TEXTO PROPORCIONADO |
━━━━━━━━━━━━━━━━

Siempre que un barco desaparece en el Estrecho de Gibraltar o en sus inmediaciones –y esto ha ocurrido más de una vez– me acuerdo de Ulises.
Conocí al ingeniero Ulises en Tánger… Hará unos 15 años. Trabajaba, entonces, con un contrato por obra, en Metragás, la estación de bombeo que esta empresa tiene en la playa de Sidi Kacem, no muy lejos del cabo Espartel. Discreto y profesional, no soltaba prenda de su trabajo; solo me vino a decir, en cierta ocasión, que estaba actualizando los sistemas de seguridad de la planta gasista.
Sin embargo, hablábamos mucho. Las cervezas que tomábamos a veces provocaban que las palabras resbalasen, desataban nudos, y estas fluían generosas para contarnos nuestra vida. En aquellas charlas que manteníamos con frecuencia en el bar del hotel Le Mirage, Ulises, poco a poco, me fue engolosinando con sus perlas de vida o literarias, extraídas de aquí y de allá, recreando lo mucho vivido. Había sido –me dijo en una ocasión– el responsable de la instalación del sistema electrónico del bunker del palacio de la Moncloa que, algunos años antes, el presidente Felipe González mandara construir. Había estado también, relataba, en las cuatro esquinas del mundo, puede decirse; aunque, principalmente, era en los países árabes –sobre todo en los productores de gas y petróleo– donde más tiempo había trabajado.

━━━━━━━━━━━━━━━━

ENUNCIADO 1 |
Nombra todos los lugares geográficos (estrechos, ciudades, playas o cabos) que aparecen en el texto proporcionado.
ENUNCIADO 2 |
Transcribe del texto proporcionado el fragmento que va de "Conocí al ingeniero" a "la planta gasista.", ambos incluidos.
Para resolver, usa solo el texto.

━━━━━━━━━━━━━━━━

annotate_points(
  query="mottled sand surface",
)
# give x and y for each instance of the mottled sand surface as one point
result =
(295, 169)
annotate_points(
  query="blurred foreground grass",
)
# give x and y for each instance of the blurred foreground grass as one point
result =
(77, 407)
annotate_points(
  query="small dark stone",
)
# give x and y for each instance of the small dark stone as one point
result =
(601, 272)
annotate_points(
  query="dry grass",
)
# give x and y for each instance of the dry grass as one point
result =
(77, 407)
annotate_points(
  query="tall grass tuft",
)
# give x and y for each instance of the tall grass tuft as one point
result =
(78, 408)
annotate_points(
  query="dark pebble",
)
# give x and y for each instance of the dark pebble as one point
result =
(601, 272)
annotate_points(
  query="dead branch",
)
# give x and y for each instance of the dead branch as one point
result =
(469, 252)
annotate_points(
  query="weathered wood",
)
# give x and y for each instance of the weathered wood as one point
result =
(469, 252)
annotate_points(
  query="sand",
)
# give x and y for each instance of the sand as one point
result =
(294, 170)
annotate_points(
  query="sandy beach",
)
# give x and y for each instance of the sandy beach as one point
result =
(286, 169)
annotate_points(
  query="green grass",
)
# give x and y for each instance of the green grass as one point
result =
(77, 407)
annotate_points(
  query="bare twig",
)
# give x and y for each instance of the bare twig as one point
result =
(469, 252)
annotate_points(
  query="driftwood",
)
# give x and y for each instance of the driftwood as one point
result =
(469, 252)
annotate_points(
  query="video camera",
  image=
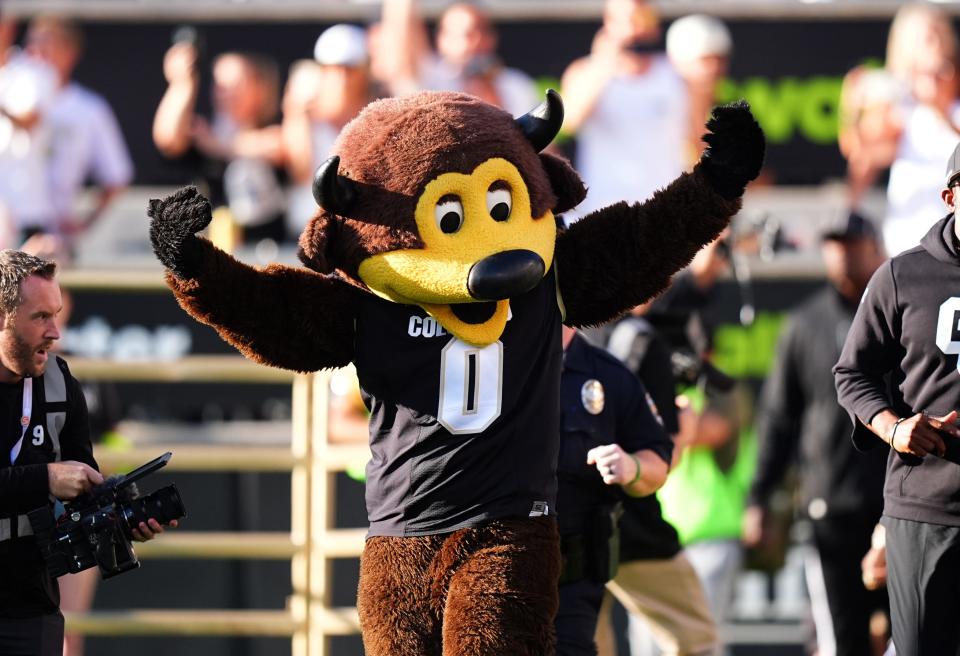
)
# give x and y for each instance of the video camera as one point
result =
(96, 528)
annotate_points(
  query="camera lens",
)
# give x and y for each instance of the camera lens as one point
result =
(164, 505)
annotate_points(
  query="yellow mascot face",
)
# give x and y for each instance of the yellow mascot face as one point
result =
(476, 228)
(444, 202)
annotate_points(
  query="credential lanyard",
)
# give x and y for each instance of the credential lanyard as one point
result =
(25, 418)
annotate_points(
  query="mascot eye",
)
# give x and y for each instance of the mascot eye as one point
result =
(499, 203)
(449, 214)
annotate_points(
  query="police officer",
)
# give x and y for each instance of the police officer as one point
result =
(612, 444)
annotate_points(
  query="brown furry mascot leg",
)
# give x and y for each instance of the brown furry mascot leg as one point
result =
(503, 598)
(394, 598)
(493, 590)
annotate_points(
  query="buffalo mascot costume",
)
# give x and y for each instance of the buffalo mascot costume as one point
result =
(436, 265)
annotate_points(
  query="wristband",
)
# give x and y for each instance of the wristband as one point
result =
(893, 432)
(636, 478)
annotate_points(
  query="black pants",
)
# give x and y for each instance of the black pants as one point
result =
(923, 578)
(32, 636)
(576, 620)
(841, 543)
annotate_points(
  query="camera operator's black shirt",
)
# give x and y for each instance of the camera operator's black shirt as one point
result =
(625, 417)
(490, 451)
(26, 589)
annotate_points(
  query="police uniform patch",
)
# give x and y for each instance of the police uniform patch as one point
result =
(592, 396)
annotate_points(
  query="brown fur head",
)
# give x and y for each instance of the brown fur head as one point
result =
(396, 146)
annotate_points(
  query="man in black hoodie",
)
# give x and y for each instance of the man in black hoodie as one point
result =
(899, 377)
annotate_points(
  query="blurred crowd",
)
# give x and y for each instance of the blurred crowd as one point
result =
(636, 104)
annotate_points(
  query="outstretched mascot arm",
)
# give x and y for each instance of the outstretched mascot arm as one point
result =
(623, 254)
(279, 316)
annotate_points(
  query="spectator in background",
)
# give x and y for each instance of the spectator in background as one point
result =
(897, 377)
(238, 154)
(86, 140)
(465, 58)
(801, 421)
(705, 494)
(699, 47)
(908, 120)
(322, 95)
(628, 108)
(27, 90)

━━━━━━━━━━━━━━━━

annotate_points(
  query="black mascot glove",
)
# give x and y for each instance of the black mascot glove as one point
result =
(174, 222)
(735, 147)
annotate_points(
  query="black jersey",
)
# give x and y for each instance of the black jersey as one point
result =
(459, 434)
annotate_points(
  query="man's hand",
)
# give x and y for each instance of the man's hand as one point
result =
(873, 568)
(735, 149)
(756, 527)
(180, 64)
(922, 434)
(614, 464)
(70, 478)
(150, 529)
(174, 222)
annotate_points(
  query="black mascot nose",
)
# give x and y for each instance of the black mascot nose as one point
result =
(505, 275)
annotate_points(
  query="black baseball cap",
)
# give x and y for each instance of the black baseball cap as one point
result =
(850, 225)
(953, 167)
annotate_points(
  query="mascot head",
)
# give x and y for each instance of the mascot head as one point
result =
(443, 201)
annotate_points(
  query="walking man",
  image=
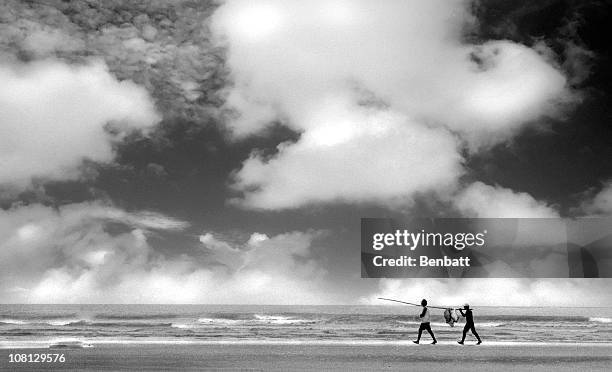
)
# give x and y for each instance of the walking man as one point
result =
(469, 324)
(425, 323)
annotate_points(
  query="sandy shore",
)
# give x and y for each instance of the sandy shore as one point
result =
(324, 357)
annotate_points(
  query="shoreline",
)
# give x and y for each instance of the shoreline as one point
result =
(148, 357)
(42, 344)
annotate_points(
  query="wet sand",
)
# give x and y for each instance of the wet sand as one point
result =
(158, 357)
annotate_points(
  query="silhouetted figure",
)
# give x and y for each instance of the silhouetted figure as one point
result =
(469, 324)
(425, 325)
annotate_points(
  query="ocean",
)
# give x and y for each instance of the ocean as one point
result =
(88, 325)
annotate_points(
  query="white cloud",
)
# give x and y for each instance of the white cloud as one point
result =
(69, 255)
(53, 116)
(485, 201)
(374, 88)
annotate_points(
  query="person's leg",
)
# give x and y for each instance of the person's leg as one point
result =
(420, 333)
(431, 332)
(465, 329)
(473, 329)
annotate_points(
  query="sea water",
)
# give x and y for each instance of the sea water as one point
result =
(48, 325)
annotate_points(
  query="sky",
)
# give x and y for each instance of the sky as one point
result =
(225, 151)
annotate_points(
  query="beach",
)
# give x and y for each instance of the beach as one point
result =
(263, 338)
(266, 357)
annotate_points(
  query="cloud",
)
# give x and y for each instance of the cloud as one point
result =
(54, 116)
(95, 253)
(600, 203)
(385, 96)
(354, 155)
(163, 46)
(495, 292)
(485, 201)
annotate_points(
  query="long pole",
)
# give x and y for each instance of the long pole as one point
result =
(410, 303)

━━━━━━━━━━━━━━━━

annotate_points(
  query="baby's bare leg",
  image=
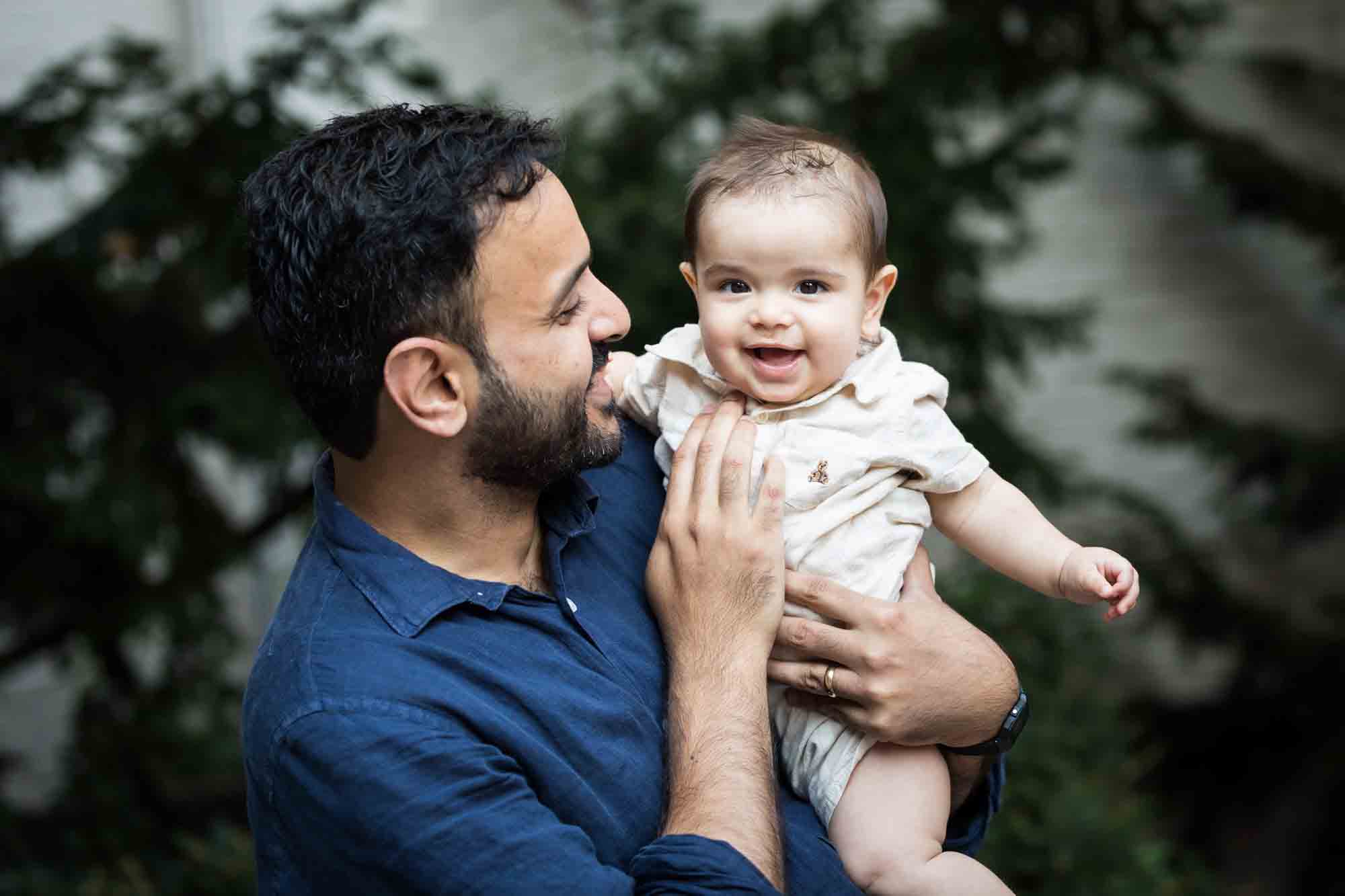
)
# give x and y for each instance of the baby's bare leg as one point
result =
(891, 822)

━━━━━━━━━━━━━━━━

SOLUCIÓN 1 |
Estrecho de Gibraltar, Tánger, playa de Sidi Kacem, cabo Espartel

SOLUCIÓN 2 |
Conocí al ingeniero Ulises en Tánger… Hará unos 15 años. Trabajaba, entonces, con un contrato por obra, en Metragás, la estación de bombeo que esta empresa tiene en la playa de Sidi Kacem, no muy lejos del cabo Espartel. Discreto y profesional, no soltaba prenda de su trabajo; solo me vino a decir, en cierta ocasión, que estaba actualizando los sistemas de seguridad de la planta gasista.